_Stated task A_
In the collection entries, take the stretch from the line containing "task | one point per instance, each pair like [607, 146]" through the last entry and swap "van" for "truck", changing nothing else.

_Page_

Closed markmacgillivray closed 12 years ago
Erm, surely this is in pdcalc issues :-) (or are we moving everything here ...)
I also don't think pdcalc and pdw.net are that close to being ready to go. I think we really need to plan this more than just saying "get this running" :-)
My suggestion: spend 1/2 a day understanding the architecture of code, then plan and estimate all the RDF stuff in favour of JSON (or JSON-LD), boot up.
Mark, Etienne, Primavera had a Skype call yesterday to discuss this. One of the issues raised was: is it feasible to transition from RDF/SPARQL to something else? The consensus was that this would require significant work - even though this is the more desirable option IMHO.
On the short term we can have a version of the current pdcalc running on a web endpoint, that can be called with BibJSON input, and output the results of a reasoning - estimate for this is 1 day work. The pdw2 github repo already contains a first stab at this, and pdcalc contains a BibJSON2RDF module. see: https://github.com/okfn/pdcalc/blob/master/pd/json2rdf.py
I don't think it will take 1/2 a day to transition away from RDF. (maybe for you, but I do not have the RDF/SPARQL chops for that...)
NB: a) there was a typo - i meant 1/2d understanding codebase and planning what would be needed to transition.

Collection entries
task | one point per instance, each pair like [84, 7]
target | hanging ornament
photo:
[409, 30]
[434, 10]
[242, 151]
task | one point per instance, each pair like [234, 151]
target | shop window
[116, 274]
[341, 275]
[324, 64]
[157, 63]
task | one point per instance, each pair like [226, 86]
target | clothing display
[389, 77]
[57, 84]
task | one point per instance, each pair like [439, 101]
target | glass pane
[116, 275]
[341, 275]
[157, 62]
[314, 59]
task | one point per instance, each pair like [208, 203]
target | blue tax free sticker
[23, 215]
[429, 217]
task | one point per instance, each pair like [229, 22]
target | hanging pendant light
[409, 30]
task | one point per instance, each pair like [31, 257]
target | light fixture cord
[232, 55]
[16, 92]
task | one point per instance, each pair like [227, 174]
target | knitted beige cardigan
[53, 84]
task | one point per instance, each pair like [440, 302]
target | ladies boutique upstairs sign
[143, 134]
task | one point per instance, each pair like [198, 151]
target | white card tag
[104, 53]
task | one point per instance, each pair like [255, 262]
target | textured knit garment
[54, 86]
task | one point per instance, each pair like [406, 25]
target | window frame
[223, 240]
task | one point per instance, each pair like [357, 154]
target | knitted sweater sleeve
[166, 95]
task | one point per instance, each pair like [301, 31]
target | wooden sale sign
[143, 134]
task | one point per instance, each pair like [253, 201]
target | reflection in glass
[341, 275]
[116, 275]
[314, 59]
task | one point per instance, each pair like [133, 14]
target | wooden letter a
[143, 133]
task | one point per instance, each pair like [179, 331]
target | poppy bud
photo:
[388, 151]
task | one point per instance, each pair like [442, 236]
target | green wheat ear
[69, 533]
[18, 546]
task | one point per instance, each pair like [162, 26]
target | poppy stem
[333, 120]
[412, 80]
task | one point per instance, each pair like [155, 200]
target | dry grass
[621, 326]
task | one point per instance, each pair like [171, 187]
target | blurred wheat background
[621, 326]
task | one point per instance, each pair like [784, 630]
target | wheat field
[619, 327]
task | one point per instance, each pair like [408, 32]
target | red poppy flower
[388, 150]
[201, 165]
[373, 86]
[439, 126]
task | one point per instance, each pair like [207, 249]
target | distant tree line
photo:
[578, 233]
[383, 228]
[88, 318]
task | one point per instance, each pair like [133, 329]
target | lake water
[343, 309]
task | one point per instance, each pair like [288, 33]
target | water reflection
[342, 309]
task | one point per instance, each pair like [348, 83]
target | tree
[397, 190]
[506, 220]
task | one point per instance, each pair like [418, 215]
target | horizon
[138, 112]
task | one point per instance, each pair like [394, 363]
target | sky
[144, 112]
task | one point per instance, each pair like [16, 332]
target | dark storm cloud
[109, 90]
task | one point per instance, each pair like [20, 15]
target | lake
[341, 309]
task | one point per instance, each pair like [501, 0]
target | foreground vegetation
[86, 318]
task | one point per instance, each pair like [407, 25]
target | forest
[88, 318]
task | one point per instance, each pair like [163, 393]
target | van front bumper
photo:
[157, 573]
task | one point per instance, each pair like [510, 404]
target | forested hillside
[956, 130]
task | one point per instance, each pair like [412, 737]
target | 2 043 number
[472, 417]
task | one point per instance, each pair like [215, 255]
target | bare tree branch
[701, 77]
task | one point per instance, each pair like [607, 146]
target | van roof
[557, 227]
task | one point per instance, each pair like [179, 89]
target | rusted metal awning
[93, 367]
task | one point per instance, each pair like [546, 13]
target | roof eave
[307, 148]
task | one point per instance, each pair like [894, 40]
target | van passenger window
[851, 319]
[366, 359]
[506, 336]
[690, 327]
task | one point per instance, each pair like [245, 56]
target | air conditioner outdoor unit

_Stated task B_
Extend the thread about moving pdcalc off RDF/SPARQL, picking up after its last post.

_Output A_
task | one point per instance, each pair like [607, 146]
target | truck roof
[557, 227]
task | one point per instance, each pair like [179, 89]
target | rusted metal awning
[93, 367]
task | one point per instance, each pair like [546, 13]
target | roof eave
[307, 148]
task | one point per instance, each pair like [894, 40]
target | truck passenger window
[851, 319]
[366, 359]
[506, 336]
[690, 327]
task | one point per instance, each pair like [245, 56]
target | air conditioner outdoor unit

_Output B_
Re RDF we really don't want to be supporting random RDF stuff at various versions as it is a sysadmin nightmare ...
Plus I think it is a real problem (going forward) that we have a codebase we don't know a lot about (also comment to primavera: there are no tests in pdcalc AFAICT!)
For now we want to get it up and running again so we can call to it. This is possible, and will run on a micro AMI. The people who had the skill and the time to write the mappings could do it best in RDF, so that is the way it is. We can revisit that later if necessary.
There is a running (albeit not ideal) version up on: http://ec2-79-125-58-175.eu-west-1.compute.amazonaws.com/ Will leave it running for the time being, it is a micro instance so it does not cost much.
But I fully agree with the comments from Rufus above that we would ideally want to transition away from RDF/SPARQL dependancies. I think it is OK to model the flow and diagrams in RDF but there is no hard requirement for the reasoning to be done in SPARQL IMO. We could just as easily have Python snippets embedded in the graph decision tree in stead. And it would probably be easier to read/understand for legal practitioners, as Python is as close to executable pseudocode.
+1 on your 1/2 day estimate just to understand the code. I misunderstood, thought you meant that is what's needed to actually do the work.
...and as first low-hanging fruit, the reasoner should not 'print' the output, but do some structured output. I will look into starting with this as a path to understanding what is going on in the code.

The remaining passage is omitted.